■ **GOAL OF THE EXERCISE**
In the entries below, write out word for word the stretch from the line containing "Tag each asphalt" through the line containing "left=239, top=277, right=365, bottom=323". Include both of those lines and nothing else.

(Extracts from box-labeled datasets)
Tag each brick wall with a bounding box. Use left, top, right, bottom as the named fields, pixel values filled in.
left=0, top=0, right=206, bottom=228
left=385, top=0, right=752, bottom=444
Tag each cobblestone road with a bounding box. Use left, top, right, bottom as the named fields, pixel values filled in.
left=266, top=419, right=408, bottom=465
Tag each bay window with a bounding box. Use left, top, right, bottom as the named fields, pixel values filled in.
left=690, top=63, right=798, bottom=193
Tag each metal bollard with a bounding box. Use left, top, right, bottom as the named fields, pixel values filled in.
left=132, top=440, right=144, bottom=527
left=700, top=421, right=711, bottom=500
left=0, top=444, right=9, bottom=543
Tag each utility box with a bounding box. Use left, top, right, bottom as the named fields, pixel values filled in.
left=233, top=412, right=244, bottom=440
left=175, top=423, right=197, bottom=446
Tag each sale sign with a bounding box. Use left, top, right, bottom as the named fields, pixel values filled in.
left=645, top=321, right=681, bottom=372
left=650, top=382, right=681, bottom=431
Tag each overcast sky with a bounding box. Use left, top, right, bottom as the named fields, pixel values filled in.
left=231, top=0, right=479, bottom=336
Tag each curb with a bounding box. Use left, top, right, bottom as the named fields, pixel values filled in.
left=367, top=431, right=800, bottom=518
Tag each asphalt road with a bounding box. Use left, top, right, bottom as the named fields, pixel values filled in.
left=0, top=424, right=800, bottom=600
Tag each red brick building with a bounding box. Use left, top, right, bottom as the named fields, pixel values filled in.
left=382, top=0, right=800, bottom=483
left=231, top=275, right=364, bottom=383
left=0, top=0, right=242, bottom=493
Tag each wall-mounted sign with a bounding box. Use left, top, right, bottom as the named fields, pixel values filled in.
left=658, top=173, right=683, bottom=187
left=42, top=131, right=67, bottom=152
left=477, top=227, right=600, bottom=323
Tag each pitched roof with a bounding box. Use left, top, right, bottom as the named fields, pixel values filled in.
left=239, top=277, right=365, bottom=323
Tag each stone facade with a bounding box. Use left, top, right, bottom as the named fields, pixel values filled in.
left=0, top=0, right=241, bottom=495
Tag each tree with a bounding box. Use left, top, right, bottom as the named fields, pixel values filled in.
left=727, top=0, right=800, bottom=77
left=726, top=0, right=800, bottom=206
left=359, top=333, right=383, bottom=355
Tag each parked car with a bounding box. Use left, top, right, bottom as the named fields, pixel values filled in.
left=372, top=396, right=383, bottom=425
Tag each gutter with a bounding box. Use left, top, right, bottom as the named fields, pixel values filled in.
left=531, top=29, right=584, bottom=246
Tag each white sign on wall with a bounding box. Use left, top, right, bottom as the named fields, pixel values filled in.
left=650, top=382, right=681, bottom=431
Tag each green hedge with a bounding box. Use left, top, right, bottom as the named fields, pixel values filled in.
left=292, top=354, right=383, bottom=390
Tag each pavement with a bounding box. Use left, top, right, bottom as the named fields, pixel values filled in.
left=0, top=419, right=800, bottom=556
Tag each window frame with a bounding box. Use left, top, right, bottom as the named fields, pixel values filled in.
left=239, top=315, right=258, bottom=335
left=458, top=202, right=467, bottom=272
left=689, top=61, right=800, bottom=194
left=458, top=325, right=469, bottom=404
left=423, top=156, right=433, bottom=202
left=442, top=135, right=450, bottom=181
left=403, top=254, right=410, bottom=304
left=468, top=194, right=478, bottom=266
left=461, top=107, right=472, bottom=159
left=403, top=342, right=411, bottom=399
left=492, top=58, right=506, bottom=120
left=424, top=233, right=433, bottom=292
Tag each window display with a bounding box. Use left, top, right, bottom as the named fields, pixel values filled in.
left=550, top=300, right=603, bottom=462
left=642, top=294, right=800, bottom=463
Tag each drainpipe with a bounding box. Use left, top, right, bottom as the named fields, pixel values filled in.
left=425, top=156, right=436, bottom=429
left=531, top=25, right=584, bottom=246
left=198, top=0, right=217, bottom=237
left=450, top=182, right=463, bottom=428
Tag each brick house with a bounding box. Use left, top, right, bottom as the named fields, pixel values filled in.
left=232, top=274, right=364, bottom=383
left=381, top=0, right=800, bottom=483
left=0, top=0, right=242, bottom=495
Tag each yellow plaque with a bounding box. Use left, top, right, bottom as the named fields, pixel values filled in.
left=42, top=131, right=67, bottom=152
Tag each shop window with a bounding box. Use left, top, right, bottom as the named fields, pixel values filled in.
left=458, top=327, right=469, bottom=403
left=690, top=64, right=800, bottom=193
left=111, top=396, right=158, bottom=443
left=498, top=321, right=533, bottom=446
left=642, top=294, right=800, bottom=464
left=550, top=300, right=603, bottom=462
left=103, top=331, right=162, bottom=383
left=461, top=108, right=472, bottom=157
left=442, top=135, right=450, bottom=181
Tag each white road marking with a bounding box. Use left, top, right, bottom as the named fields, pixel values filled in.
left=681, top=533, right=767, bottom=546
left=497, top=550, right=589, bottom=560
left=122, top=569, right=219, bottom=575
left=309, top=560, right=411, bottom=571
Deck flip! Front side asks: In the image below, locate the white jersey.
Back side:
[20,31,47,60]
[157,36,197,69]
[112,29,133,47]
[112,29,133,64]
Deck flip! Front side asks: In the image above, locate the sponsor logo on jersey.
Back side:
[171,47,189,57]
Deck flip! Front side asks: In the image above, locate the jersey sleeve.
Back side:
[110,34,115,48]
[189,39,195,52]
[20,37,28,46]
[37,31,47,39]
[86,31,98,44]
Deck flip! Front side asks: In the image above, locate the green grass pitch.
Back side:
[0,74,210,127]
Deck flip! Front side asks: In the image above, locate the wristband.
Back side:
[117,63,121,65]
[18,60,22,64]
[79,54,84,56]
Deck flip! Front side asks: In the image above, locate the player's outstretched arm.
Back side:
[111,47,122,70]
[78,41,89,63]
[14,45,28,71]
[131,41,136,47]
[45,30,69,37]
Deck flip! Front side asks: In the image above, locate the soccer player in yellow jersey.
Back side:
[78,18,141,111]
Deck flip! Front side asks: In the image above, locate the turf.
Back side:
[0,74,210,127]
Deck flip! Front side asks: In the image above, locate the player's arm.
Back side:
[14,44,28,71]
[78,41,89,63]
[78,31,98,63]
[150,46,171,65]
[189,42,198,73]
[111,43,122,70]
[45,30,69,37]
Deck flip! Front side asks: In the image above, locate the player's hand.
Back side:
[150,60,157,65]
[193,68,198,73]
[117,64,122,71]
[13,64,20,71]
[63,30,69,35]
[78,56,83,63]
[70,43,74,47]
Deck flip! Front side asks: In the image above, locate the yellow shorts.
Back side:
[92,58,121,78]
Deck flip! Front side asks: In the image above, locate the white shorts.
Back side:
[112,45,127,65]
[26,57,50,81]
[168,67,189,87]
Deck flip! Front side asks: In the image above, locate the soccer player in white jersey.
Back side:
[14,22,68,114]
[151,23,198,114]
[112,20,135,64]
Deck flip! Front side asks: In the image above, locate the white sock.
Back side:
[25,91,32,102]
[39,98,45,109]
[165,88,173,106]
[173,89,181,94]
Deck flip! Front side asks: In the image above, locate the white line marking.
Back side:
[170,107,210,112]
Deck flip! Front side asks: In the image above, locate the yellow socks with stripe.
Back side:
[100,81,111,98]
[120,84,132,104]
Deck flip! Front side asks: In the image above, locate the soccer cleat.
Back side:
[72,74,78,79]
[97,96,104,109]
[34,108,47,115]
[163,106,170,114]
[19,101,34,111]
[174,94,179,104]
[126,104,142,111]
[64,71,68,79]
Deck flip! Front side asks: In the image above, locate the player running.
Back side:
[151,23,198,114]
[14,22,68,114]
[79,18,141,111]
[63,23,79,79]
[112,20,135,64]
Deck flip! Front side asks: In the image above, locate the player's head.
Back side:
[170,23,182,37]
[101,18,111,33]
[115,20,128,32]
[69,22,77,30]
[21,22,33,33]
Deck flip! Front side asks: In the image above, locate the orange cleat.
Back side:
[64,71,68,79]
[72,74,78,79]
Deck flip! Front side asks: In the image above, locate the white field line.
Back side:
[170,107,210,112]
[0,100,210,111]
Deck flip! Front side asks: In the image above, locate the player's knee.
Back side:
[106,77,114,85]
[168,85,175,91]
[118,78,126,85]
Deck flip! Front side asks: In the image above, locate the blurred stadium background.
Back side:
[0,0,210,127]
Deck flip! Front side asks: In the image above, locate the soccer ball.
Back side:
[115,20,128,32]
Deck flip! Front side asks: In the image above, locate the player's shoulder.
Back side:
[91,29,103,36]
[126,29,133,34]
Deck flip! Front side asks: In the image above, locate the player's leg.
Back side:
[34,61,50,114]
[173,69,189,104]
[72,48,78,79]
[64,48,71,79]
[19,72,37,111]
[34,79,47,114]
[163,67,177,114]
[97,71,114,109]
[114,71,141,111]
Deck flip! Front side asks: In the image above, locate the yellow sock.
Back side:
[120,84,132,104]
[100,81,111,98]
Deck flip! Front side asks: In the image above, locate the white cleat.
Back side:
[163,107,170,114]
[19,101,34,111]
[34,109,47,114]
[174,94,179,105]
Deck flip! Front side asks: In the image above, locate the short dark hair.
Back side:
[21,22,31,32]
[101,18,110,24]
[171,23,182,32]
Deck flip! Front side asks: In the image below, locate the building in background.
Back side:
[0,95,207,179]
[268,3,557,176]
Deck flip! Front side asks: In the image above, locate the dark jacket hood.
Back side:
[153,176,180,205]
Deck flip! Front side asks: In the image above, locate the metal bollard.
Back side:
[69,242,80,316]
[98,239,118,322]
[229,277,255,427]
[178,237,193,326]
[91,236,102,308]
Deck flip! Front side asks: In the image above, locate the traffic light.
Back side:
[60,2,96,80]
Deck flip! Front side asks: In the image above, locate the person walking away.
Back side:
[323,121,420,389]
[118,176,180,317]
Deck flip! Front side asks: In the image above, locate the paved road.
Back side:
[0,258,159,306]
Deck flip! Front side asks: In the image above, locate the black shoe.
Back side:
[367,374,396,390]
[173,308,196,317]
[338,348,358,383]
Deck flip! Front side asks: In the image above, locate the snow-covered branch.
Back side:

■ **FINAL RESULT**
Tag each asphalt road with a bounding box. Use left, top, right, bottom as the named fields, pixel values filled in.
left=0, top=424, right=800, bottom=600
Tag each red brick building with a bounding box. Use left, top, right, bottom as the named fields, pixel values filled in.
left=382, top=0, right=800, bottom=483
left=231, top=275, right=364, bottom=383
left=0, top=0, right=242, bottom=493
Tag each wall-mounted sign with a bounding box. Use left, top, right, bottom as the named fields, pixel values filled in.
left=658, top=173, right=683, bottom=187
left=42, top=131, right=67, bottom=152
left=477, top=227, right=600, bottom=323
Tag each pitched roof with a bounding box. Use left, top, right, bottom as the named fields, pixel values filled in.
left=239, top=277, right=365, bottom=323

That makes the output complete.